§ **EXCERPT**:

Chelsea return to top four after Nkunku and Neto sink sorry Southampton

Estimated read time 4 min read

When you have lost three games in a row, any win is a good win. And there is no such thing as a bad win by four goals. But equally, the context is unavoidable. This is a Southampton side who are doomed, who are letting in 2.41 goals per game, who have lost 14 of their past 17 league games and who have nothing to play for this season beyond trying to scrape together the three points that would take them above Derby’s record low of 11.

The Premier League’s unique selling point is supposed to be that anybody can beat anybody, but it’s hard to square that with this Southampton. “I’m frustrated,” said Ivan Juric, who pointed out his team had defended well for 20 minutes. “It’s a really tough situation.”

“We are in our worst moment in terms of results,” said Enzo Maresca, “but we are third, one point from third. That shows how good we have been. Now it’s a matter of trying to finish in the best way.” But a straightforward win is unlikely to have done much to assuage the irritation of some fans.

§ **MATERIAL PROVIDED**:

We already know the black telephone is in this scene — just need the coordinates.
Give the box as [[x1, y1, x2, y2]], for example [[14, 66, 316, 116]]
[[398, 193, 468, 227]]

§ **PROBLEM TO WORK ON**: Write the next part of the match report on Chelsea's win over Southampton, picking up after its last sentence. Nothing in the listing is needed here.

§ **TASK ANSWER**:
Perhaps 150 had demonstrated on Fulham Road against the ownership before kick-off, attacking Todd Boehly and Clearlake and demanding success. “We’re not Arsenal,” blazed one hand-written poster, while others chanted the names of Roman ­Abramovich and José ­Mourinho. “The fans have to trust us,” said Maresca. “We are heading in the right direction.”

Yet results are only part of the issue. Had they beaten Everton three days before Christmas, ­Chelsea would have gone top. Since then, they had won just two of 10 games before Southampton came to Stamford Bridge. The protest, though, felt far bigger than form. This is about the way football is going, the disconnect between fans and club, the sense that a club that was once integral to and representative of its community is now just an investment vehicle, the players assets to be traded as required.

It’s true that discontent would probably be less visible were Chelsea engaged in a battle for the title, but it doesn’t take many poor results to expose the sense of commercial soullessness just below the surface.

The downturn over the past couple of months is in part down to problems of team building when so many ­players have come in without a readily discernible underlying plan. Injuries clearly are part of it. Wesley Fofana, Roméo Lavia and Nicolas Jackson represent the spine of the side, and losing them has created knock-on issues elsewhere.

Without Jackson and Marc Guiu, Chelsea don’t have a natural No 9, which at a time when they are also without the width offered by Noni Madueke because of a thigh injury and Mykhailo Mudryk after his positive drugs test, has forced a complete rethink of the forward line.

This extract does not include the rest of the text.